── Passage provided

Then on June 7th, 2014, we got our first commit of Kubernetes. The Greek word for 'helmsman' that absolutely no one could pronounce correctly for the first three years. (Is it koo-ber-NET-ees? koo-ber-NEET-ees? Just give up and call it k8s like the rest of us.)

Microsoft, RedHat, IBM, Docker join the Kubernetes community pretty quickly after this, which raised Kubernetes from an interesting Google thing to "maybe this is a real product?" On July 21st 2015 we got the v1.0 release as well as the creation of the CNCF.

In the ten years since that initial commit, Kubernetes has become a large part of my professional life. I use it at home, at work, on side projects—anywhere it makes sense. It's a tool with a steep learning curve, but it's also a massive force multiplier. We no longer "manage infrastructure" at the server level; everything is declarative, scalable, recoverable and (if you’re lucky) self-healing.

But the journey hasn't been without problems. Some common trends have emerged, where mistakes or misconfiguration arise from where Kubernetes isn't opinionated enough. Even ten years on, we're still seeing a lot of churn inside of ecosystem and people stepping on well-documented landmines. So, knowing what we know now, what could we do differently to make this great tool even more applicable to more people and problems?

What did k8s get right?

Let's start with the positive stuff. Why are we still talking about this platform now?

────

### Problem details:
Please resume the Kubernetes retrospective above, picking up right after its final sentence.

── Material provided

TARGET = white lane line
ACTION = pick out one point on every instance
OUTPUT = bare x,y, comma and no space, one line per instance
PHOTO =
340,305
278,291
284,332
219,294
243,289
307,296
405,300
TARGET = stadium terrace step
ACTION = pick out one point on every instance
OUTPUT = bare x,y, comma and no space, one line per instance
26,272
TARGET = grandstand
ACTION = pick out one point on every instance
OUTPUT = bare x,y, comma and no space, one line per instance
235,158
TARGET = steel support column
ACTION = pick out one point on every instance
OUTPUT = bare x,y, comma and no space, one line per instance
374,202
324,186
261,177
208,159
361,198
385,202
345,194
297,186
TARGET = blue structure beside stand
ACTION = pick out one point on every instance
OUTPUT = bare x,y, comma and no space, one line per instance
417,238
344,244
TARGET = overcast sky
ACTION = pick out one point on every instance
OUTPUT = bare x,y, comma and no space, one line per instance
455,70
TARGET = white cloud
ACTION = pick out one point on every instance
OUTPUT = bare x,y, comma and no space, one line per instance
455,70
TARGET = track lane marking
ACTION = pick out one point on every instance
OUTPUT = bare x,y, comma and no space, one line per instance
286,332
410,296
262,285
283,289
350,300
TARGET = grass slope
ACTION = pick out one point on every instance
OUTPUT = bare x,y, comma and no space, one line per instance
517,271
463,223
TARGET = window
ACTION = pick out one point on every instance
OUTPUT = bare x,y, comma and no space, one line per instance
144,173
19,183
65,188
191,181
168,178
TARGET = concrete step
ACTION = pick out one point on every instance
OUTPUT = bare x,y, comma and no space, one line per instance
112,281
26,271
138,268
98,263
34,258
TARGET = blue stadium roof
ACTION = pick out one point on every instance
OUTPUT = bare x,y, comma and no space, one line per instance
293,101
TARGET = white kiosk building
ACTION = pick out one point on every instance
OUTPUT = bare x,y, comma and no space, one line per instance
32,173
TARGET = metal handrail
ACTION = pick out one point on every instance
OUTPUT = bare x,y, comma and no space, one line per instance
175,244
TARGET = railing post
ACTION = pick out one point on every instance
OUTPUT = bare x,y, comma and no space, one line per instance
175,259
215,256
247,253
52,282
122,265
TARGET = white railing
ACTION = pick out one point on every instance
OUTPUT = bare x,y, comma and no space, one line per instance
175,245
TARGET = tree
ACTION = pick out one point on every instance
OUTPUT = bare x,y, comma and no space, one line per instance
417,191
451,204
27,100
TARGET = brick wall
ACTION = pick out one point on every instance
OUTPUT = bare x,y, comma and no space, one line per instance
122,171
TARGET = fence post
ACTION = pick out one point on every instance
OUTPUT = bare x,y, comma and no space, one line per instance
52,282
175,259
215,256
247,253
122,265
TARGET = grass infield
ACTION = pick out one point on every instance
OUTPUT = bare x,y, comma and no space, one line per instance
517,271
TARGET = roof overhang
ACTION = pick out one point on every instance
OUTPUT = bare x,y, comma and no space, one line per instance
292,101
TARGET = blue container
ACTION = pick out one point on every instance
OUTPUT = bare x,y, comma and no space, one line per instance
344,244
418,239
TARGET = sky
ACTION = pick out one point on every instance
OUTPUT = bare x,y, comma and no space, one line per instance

────

### Task response:
Containers at scale

Containers as a tool for software development make perfect sense. Ditch the confusion of individual laptop configuration and have one standard, disposable concept that works across the entire stack. While tools like Docker Compose allowed for some deployments of containers, they were clunky and still required you as the admin to manage a lot of the steps. I set up a Compose stack with a deployment script that would remove the instance from the load balancer, pull the new containers, make sure they started and then re-added it to the LB, as did lots of folks.

K8s allowed for this concept to scale out, meaning it was possible to take a container from your laptop and deploy an identical container across thousands of servers. This flexibility allowed organizations to revisit their entire design strategy, dropping monoliths and adopting more flexible (and often more complicated) micro-service designs.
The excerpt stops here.